→ **TASK DETAILS**: Repeat the data below word for word, from its first line through the line with "[0, 0, 1348, 896]", including both of those lines. Leave the pictures out of your answer.

Detection examples
=-=-=-=-=

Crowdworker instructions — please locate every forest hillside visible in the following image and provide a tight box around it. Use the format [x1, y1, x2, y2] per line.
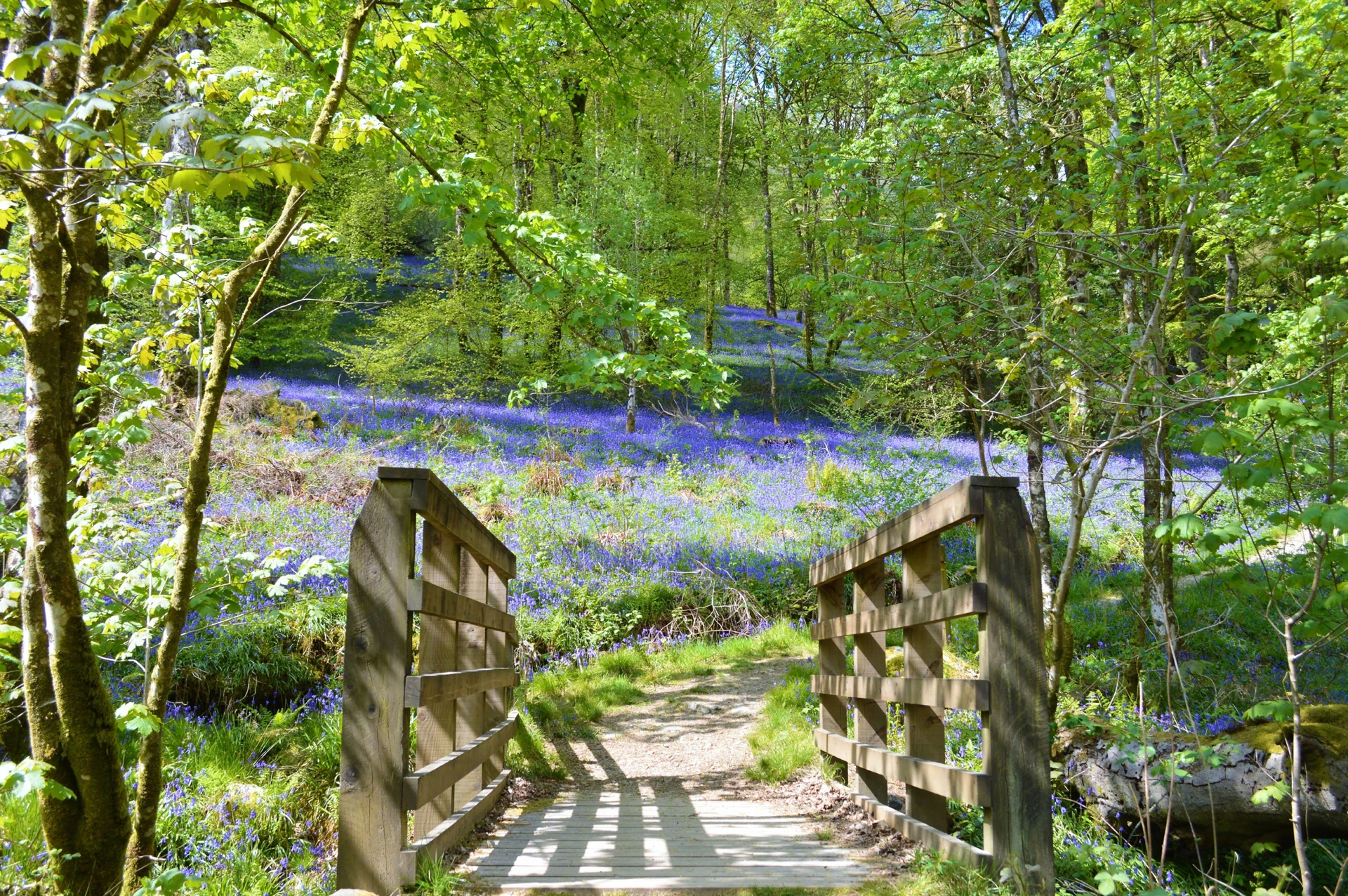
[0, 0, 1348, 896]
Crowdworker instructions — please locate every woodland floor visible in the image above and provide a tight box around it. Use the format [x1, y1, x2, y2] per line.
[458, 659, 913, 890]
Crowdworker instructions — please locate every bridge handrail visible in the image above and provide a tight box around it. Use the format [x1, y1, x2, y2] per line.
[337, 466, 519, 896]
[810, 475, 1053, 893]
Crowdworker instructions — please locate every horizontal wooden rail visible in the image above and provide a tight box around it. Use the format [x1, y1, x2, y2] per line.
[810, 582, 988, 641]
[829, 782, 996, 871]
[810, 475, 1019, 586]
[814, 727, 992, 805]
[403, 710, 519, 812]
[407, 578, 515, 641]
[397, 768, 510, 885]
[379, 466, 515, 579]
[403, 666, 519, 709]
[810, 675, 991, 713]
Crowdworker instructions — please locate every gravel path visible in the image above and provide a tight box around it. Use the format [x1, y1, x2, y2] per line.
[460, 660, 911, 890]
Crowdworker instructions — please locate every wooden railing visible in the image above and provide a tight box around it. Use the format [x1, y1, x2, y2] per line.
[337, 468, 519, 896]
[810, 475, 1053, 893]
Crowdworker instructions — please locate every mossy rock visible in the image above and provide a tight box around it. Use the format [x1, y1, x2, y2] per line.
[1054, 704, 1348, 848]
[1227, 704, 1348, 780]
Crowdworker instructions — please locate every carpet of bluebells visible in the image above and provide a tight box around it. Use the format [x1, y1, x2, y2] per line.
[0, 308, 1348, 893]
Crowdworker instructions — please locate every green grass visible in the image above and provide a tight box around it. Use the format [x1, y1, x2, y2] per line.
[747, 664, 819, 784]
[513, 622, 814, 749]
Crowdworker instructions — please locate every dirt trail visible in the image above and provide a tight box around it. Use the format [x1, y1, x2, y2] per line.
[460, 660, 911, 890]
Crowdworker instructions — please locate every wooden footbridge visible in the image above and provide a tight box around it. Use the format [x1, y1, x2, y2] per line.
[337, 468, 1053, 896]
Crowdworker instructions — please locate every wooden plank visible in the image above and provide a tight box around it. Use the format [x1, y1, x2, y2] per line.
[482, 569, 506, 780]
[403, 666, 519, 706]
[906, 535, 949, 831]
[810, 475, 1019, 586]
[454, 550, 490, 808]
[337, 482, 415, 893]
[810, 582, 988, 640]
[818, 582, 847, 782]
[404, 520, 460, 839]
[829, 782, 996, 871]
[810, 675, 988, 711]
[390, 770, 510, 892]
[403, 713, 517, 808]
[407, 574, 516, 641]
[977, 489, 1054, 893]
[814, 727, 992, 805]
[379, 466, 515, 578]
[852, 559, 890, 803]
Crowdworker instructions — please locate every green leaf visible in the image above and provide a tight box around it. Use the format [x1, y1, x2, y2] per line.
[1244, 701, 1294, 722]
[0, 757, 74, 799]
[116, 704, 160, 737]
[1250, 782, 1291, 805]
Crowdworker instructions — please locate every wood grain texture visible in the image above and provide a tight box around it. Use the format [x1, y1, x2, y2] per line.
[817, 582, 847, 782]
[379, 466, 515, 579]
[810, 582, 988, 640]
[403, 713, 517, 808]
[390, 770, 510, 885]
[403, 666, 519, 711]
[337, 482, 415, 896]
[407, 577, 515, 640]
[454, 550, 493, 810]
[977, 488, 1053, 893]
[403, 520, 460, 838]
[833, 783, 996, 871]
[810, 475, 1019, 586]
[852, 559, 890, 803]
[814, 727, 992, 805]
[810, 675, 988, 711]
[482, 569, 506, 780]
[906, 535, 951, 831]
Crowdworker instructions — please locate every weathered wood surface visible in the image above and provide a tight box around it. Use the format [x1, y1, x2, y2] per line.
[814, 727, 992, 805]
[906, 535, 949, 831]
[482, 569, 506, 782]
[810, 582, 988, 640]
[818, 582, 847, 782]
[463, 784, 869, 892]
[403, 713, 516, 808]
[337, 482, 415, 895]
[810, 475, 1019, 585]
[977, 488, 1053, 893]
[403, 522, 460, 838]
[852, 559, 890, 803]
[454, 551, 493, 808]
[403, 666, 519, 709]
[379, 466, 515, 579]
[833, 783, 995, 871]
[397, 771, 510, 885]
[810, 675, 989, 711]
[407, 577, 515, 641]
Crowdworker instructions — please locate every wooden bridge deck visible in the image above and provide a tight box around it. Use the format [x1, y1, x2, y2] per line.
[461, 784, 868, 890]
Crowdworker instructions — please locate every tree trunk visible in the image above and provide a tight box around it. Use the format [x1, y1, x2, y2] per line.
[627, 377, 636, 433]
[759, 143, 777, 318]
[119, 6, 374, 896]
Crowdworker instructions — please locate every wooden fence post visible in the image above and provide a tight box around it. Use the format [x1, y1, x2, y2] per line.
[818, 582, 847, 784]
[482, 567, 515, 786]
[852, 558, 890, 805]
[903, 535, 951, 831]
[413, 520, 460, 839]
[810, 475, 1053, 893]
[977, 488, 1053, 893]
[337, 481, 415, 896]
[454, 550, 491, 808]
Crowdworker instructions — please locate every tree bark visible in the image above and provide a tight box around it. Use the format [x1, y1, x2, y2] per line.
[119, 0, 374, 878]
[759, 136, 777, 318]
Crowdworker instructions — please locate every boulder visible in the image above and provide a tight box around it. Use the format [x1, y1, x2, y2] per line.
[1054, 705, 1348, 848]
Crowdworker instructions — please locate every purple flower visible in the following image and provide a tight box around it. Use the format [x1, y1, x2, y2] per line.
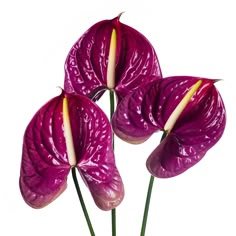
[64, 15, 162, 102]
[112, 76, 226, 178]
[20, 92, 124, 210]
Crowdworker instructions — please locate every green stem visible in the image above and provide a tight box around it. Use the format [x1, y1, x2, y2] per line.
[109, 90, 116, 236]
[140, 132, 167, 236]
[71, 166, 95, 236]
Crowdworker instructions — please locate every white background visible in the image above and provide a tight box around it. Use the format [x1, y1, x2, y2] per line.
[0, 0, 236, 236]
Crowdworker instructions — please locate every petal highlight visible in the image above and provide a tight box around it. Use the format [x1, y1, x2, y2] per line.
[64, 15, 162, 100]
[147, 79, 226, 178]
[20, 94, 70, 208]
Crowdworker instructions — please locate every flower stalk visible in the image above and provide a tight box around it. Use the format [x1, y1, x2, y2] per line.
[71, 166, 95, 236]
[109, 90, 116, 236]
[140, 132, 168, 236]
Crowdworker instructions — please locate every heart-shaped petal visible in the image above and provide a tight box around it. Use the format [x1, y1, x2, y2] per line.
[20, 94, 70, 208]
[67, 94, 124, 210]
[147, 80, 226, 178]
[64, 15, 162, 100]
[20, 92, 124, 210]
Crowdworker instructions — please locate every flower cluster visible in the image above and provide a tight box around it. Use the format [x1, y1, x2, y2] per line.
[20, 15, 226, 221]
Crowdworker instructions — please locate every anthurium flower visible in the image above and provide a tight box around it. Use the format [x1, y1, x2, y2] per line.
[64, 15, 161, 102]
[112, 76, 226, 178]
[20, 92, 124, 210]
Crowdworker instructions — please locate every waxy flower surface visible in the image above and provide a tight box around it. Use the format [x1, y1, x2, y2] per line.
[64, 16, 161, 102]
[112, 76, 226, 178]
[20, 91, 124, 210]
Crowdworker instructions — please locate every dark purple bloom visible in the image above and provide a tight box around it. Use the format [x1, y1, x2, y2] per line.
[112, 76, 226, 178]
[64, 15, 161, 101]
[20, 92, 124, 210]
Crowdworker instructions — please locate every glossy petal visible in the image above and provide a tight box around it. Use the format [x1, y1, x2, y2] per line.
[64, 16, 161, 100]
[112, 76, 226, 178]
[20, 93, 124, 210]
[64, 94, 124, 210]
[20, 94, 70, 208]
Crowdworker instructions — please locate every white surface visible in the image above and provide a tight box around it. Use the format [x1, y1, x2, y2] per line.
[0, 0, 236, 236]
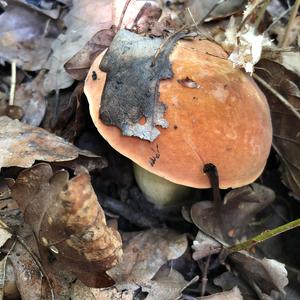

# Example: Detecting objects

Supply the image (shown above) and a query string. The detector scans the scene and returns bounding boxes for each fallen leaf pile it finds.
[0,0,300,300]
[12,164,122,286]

=-=-=-=-=

→ **EXERCISE RESULT**:
Crowdworker instructions — please locate every forest hillside visible in the following image and provide a tight box around it. Use the format [x1, y1, x2, y2] per line.
[0, 0, 1348, 896]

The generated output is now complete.